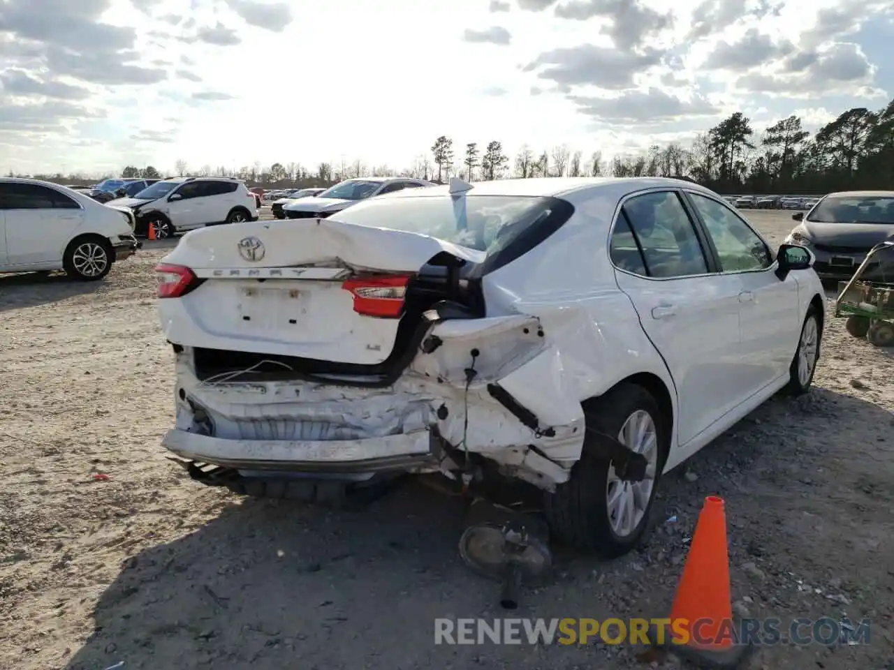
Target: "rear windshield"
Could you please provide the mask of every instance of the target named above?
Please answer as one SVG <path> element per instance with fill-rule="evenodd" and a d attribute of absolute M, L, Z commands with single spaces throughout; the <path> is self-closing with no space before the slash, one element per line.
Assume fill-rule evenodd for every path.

┄┄┄┄┄┄┄┄┄┄┄┄┄┄┄┄┄┄┄┄

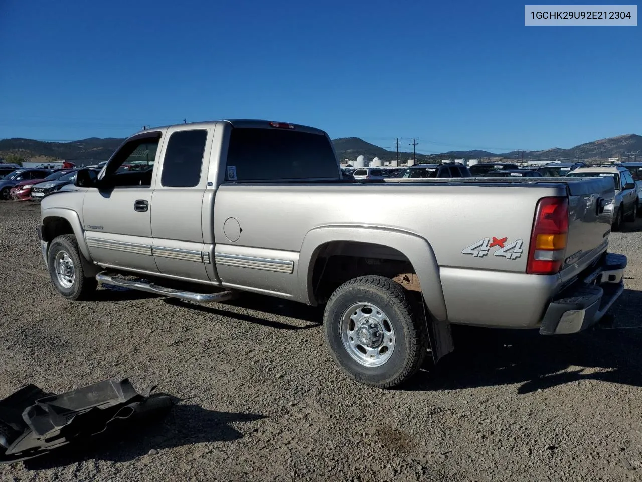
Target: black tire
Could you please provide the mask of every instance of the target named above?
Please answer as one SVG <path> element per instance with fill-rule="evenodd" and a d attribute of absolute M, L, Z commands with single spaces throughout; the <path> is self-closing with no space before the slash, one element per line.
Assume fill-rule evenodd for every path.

┄┄┄┄┄┄┄┄┄┄┄┄┄┄┄┄┄┄┄┄

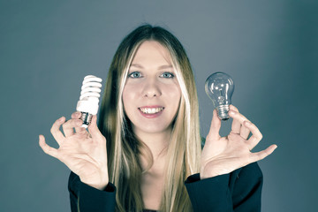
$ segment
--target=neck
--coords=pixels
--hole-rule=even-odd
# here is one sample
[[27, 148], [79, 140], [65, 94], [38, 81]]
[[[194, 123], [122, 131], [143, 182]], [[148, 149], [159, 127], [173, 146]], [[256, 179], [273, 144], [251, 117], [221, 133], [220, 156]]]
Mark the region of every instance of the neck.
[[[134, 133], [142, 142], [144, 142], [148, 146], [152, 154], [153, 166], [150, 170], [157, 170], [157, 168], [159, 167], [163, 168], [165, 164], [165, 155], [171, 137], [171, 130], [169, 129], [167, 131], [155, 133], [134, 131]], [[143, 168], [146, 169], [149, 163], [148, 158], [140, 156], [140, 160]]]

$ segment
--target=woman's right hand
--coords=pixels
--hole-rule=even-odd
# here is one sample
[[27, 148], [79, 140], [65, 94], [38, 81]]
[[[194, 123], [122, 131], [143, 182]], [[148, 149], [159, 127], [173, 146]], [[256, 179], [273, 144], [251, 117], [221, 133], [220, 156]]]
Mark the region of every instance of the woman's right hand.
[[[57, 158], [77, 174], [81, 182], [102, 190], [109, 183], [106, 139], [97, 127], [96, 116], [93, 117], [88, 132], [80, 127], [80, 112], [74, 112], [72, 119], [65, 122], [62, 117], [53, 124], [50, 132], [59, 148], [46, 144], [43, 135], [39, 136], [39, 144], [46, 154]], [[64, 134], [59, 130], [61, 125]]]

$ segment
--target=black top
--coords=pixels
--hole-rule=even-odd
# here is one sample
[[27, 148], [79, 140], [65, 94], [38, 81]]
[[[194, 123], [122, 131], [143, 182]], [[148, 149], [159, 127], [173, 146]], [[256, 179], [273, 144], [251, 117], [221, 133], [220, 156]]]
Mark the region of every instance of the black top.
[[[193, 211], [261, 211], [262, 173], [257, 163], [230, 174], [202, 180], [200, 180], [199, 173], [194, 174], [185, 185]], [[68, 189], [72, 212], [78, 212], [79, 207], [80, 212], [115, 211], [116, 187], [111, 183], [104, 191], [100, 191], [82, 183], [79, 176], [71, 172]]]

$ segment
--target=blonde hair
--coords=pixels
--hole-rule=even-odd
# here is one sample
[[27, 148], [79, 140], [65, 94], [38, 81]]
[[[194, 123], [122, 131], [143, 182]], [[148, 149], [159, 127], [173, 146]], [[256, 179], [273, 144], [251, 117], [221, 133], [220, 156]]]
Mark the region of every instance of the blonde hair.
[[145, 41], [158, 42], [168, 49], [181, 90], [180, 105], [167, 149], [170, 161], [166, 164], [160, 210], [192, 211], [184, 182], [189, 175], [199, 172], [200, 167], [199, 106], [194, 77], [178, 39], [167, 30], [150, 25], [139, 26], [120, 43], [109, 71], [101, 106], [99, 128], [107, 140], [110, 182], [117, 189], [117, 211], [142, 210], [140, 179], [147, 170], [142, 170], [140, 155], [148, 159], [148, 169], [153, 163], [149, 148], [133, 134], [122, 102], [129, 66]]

┄┄┄┄┄┄┄┄┄┄┄┄┄┄┄┄┄┄┄┄

- **WHAT YOU ARE ASKED TO DO**
Identify every line in the listing above that contains the word "hair", and copy each such line in full. Treat uppercase and lowercase as distinct when matching.

- **RESULT**
--target=blonde hair
Mark the region of every instance of the blonde hair.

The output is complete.